▼▼▼

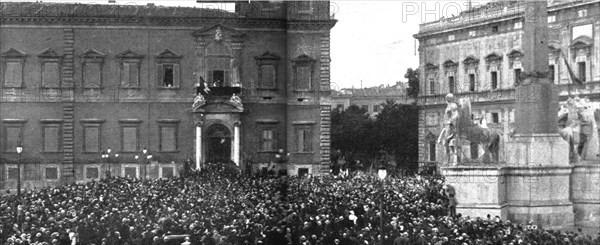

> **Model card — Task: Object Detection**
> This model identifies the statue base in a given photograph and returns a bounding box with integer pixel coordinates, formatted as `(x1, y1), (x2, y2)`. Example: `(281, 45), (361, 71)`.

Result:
(441, 166), (574, 229)
(506, 134), (569, 166)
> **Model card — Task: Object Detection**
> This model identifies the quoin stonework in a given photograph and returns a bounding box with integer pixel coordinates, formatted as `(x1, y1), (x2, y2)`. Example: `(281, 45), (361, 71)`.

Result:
(0, 1), (336, 189)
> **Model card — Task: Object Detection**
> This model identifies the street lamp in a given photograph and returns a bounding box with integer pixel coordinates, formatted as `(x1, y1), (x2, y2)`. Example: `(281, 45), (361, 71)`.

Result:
(377, 166), (387, 234)
(17, 143), (23, 199)
(102, 151), (110, 178)
(135, 155), (140, 180)
(144, 154), (152, 178)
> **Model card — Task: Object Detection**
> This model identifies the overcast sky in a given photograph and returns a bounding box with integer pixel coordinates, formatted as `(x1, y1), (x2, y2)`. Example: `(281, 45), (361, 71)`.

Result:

▲▲▲

• TO DO
Write out all the material above again, changing every "photograph" to "image" and keeping everything else the same. Omit the pictures.

• TASK ANSWER
> **Model card — Task: Object Detection**
> This model identifies the statue base in a given image and returns a bounding box with integer pixel coordinates, formatted as `(x1, y1), (x2, y2)`. Example: `(281, 45), (361, 71)`.

Result:
(441, 166), (574, 229)
(506, 134), (569, 166)
> **Model card — Task: Object Detection**
> This model identifies the quoin stonework in a given image and returns a bounding box with integer pixel coordinates, formatted as `(x1, y1), (x2, y2)`. Example: `(281, 45), (361, 71)`.

Result:
(0, 1), (336, 189)
> **Model card — Task: Object Detection**
> This model identifies the street lamp in a given image and returns a bounding box with integer pixel coordinates, formatted as `(x1, y1), (x2, y2)`. Example: `(281, 45), (361, 71)`.

Result:
(377, 166), (387, 234)
(17, 143), (23, 199)
(102, 151), (110, 178)
(135, 155), (140, 180)
(144, 154), (152, 178)
> **Model card — Task: Object Detection**
> This model identifies the overcast sky in a given image and returns a bounding box with integer pixel coordinates, formatted as `(x1, y1), (x2, y2)`. Example: `(281, 45), (361, 71)`.

Result:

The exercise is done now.